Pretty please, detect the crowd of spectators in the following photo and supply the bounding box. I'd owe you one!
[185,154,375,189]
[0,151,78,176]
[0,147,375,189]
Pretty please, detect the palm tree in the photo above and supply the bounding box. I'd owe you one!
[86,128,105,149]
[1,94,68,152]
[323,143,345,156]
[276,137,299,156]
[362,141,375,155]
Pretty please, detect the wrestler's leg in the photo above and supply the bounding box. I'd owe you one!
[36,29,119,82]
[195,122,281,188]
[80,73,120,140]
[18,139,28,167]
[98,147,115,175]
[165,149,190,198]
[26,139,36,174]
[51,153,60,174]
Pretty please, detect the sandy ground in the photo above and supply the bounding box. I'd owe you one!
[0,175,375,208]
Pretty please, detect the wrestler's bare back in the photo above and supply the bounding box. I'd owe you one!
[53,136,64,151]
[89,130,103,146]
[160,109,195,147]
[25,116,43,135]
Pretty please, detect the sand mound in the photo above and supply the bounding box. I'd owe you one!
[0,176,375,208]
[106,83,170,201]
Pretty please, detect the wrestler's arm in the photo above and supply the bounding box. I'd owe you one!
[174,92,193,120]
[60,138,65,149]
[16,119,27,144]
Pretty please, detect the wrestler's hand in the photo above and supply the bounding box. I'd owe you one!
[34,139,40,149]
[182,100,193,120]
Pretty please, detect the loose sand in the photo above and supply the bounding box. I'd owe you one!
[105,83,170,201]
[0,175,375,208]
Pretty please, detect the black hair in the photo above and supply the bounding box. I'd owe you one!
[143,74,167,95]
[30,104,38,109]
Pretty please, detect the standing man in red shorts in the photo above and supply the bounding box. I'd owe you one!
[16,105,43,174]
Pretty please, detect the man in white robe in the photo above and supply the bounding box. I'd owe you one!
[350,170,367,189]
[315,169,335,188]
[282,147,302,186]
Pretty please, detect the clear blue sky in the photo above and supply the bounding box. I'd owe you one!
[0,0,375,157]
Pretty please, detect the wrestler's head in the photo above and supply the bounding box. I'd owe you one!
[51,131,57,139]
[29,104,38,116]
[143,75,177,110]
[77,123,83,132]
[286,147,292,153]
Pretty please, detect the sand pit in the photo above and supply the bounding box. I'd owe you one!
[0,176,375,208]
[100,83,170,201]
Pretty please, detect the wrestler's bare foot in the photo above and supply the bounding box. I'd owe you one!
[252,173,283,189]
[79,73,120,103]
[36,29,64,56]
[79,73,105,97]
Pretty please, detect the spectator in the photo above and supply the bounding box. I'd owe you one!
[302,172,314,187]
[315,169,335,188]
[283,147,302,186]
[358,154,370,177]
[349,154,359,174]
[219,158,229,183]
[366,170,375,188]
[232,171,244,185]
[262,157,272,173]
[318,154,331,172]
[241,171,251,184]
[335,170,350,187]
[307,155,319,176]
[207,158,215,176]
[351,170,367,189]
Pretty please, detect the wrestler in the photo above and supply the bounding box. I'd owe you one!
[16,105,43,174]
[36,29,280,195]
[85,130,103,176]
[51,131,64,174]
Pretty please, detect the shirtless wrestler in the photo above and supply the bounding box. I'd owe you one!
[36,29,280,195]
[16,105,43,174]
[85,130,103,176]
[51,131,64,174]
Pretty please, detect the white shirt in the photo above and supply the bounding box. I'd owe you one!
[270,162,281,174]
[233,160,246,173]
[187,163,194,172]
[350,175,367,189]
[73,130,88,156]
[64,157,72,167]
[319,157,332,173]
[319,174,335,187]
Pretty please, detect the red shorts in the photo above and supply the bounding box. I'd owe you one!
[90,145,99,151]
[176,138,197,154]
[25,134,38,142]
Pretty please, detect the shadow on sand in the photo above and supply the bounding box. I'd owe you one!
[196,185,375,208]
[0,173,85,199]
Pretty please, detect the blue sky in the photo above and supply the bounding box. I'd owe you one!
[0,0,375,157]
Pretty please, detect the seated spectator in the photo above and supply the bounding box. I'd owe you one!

• What to work on
Please put the rows from the line containing "Pretty please, detect the loose" up to and including the line containing "[319,174,335,187]" into a JSON list of strings, one string per line, leaving out blank lines.

• Written solution
[
  "Pretty please, detect the loose sand in the photo above and supply the bounding box. I'd owe you one!",
  "[105,83,170,201]",
  "[0,175,375,208]",
  "Pretty please, detect the black hair in the photo above and supply the bounding box. I'd owe you one!",
  "[143,74,167,95]",
  "[30,104,38,109]",
  "Pretty please, detect the standing man in red shorts in the photo above and supply the bounding box. I'd owe you one!",
  "[16,105,43,174]",
  "Pretty please, detect the man in white robe in the photo above and supply the bounding box. I'd owe you one!",
  "[350,170,367,189]",
  "[315,169,335,188]",
  "[282,147,302,186]",
  "Pretty please, detect the clear blue sky in the photo above and supply the bounding box. I'd owe you one!",
  "[0,0,375,157]",
  "Pretty please, detect the wrestler's head in the photo above and supply the bounding box. I'd owe you one!",
  "[51,131,57,139]",
  "[29,104,38,116]",
  "[143,75,177,110]",
  "[77,123,83,132]",
  "[286,147,292,153]",
  "Pretty please, detect the sand pit in the photo above and supply the bounding box. I'd owe you one!",
  "[0,176,375,208]",
  "[100,83,170,201]",
  "Pretty please, detect the wrestler's bare foot in the photo above and supply the bounding box. I'd owe you one!",
  "[252,173,283,189]",
  "[79,73,120,103]",
  "[36,29,64,56]",
  "[79,73,105,97]",
  "Pretty please, detect the spectator in the photo above and supply the bounding box. I'd owe you one!",
  "[302,172,314,187]",
  "[315,169,335,188]",
  "[283,147,302,186]",
  "[358,154,370,177]",
  "[349,154,359,174]",
  "[219,158,229,183]",
  "[366,170,375,188]",
  "[232,171,244,185]",
  "[262,157,272,173]",
  "[318,154,331,172]",
  "[241,171,251,184]",
  "[335,170,350,187]",
  "[307,155,319,176]",
  "[207,158,215,176]",
  "[351,170,367,189]",
  "Pretty please, detect the wrestler in the photo above and supply the bounding box. I'd owe you one!",
  "[16,105,43,174]",
  "[36,29,280,195]",
  "[85,130,103,176]",
  "[51,131,64,174]",
  "Pretty please, detect the shirtless wrestler in the photo above and supply the bounding box. I'd owe you one!",
  "[36,29,280,195]",
  "[16,105,43,174]",
  "[85,130,103,176]",
  "[51,131,64,174]",
  "Pretty please, detect the white shirt in the photo above and supply the bounding box. I'd owe you one!",
  "[270,162,281,174]",
  "[233,160,246,173]",
  "[187,163,194,172]",
  "[350,175,367,189]",
  "[73,130,88,156]",
  "[64,157,72,167]",
  "[319,157,332,173]",
  "[319,174,335,187]"
]